▶ [What you are asked to do]: Copy out the rows below word for word, from the line containing "crest on jersey." through the end of the rows, including both ends, and leave out the pictures.
########################################
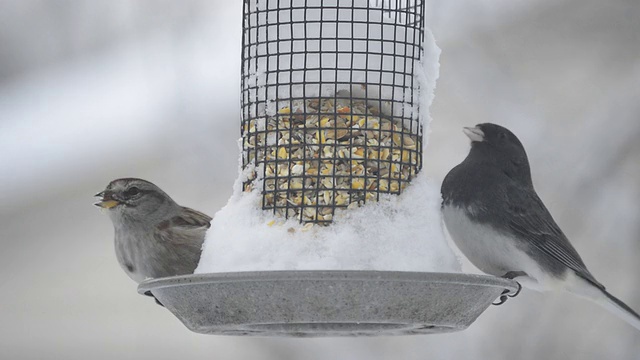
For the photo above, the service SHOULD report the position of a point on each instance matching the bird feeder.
(331, 122)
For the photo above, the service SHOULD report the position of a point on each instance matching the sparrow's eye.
(132, 191)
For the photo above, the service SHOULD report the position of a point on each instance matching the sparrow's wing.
(187, 228)
(530, 219)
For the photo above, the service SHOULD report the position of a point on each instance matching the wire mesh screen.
(330, 102)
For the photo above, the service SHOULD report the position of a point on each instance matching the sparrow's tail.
(620, 309)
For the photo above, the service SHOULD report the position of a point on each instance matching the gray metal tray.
(327, 303)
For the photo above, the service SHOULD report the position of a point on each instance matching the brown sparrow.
(154, 236)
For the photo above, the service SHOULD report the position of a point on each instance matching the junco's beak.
(107, 201)
(474, 133)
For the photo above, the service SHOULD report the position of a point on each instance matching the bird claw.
(148, 293)
(506, 294)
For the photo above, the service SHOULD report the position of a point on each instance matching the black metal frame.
(340, 43)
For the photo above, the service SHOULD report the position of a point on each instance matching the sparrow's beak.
(107, 201)
(474, 133)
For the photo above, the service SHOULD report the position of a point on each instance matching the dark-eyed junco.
(495, 217)
(154, 236)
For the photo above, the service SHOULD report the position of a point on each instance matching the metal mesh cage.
(329, 102)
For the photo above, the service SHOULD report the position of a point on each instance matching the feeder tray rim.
(342, 275)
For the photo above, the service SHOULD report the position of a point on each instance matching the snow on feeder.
(335, 95)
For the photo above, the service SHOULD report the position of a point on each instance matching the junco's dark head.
(497, 146)
(135, 199)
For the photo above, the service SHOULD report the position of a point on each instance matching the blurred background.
(92, 91)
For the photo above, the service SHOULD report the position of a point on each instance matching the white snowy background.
(91, 91)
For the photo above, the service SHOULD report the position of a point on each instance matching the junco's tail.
(620, 309)
(594, 291)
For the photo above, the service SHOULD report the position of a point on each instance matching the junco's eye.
(132, 191)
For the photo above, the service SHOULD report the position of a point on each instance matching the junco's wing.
(530, 219)
(188, 227)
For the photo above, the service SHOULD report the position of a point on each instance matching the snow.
(398, 233)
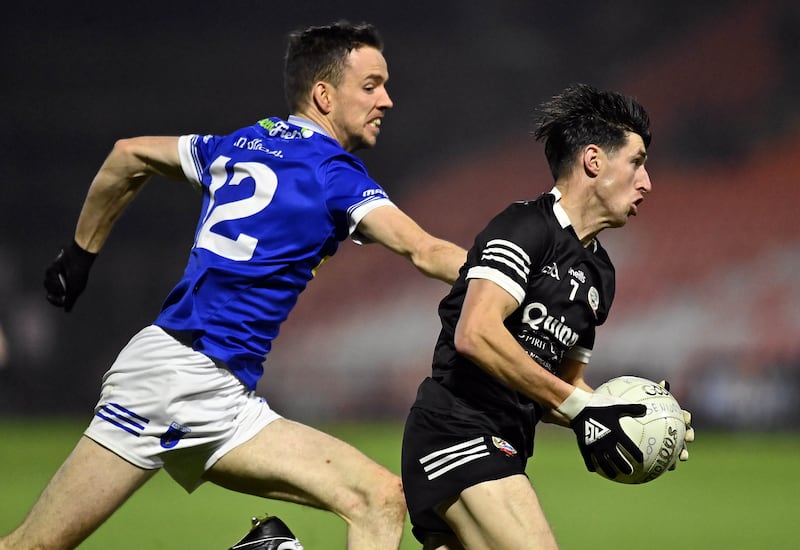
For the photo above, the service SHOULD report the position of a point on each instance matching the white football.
(659, 433)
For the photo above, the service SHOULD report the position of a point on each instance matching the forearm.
(440, 260)
(107, 198)
(499, 354)
(124, 172)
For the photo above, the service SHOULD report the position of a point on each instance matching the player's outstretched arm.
(125, 170)
(482, 337)
(434, 257)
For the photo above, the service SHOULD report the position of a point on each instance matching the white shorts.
(162, 404)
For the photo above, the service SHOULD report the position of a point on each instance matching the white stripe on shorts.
(442, 461)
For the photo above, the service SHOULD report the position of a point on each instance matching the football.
(659, 433)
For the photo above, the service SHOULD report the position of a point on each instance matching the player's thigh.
(503, 513)
(89, 486)
(290, 461)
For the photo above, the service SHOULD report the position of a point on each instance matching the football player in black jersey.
(518, 328)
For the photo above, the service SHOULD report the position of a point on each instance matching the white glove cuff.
(574, 404)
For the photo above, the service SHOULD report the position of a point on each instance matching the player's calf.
(269, 533)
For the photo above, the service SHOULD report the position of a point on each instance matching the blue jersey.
(278, 197)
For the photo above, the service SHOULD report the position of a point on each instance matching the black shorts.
(443, 454)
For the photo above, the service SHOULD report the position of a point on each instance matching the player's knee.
(382, 500)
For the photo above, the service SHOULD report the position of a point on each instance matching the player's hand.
(66, 277)
(595, 420)
(688, 436)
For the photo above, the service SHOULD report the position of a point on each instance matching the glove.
(689, 436)
(66, 277)
(595, 420)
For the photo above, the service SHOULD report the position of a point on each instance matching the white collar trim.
(558, 210)
(305, 123)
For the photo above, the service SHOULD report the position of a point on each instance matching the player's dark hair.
(319, 53)
(582, 115)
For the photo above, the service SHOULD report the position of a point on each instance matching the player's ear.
(322, 95)
(591, 160)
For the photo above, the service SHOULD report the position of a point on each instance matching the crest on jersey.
(174, 433)
(551, 270)
(594, 299)
(504, 446)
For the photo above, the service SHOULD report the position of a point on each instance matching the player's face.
(361, 99)
(623, 182)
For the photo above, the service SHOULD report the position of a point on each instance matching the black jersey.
(564, 291)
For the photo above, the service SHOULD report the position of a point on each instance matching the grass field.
(737, 491)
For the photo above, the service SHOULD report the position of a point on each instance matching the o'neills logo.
(665, 454)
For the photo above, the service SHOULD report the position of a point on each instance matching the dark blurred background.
(708, 274)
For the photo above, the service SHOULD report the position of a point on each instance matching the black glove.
(595, 420)
(66, 277)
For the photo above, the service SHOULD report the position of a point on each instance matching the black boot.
(269, 533)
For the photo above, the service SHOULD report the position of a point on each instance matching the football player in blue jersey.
(277, 198)
(517, 332)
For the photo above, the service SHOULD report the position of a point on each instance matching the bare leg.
(296, 463)
(88, 487)
(500, 514)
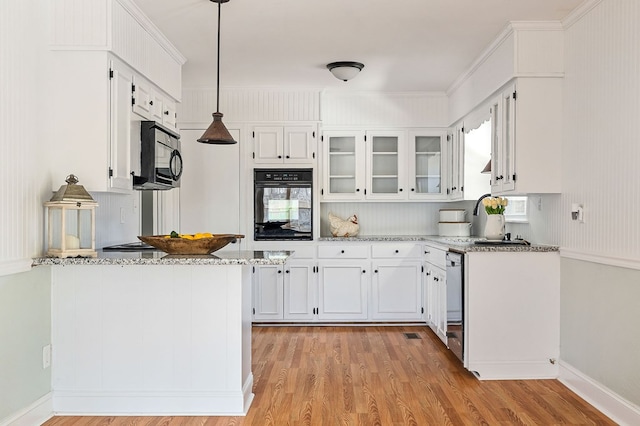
########################################
▶ [Solution to this exercise]:
For the photo above, the service SHOULD report the position of a point on each instance matching the crest on jersey.
(174, 433)
(551, 270)
(594, 299)
(504, 446)
For the photo above, the service SHOULD report the position of a point on each instance matching the player's face.
(361, 99)
(623, 182)
For the photo above, the service SHOULD report the position of a point on each instance matching the black jersey.
(564, 291)
For the photo above, the service SHOULD report the position of a point on each instance matching the grass field.
(737, 491)
For the photo above, the service SHOULD report the position of a point on each instance matching the o'neills logo.
(665, 454)
For the photo above, the service SHOULD report the position of a point on each instance matching the dark blurred background.
(708, 274)
For the photo above, the service SHOULD report the position of a point on each instance matching the black glove.
(595, 420)
(66, 277)
For the photo above, the service SHOULD report the position of a point on each instance matching the black boot.
(269, 533)
For the photo above, the service SHOULD report the position of a point on each instance matching the football player in blue jersey.
(277, 198)
(517, 332)
For the photo above, the service SHOULD report the position of a point on each instance matching the bare leg.
(296, 463)
(88, 487)
(500, 514)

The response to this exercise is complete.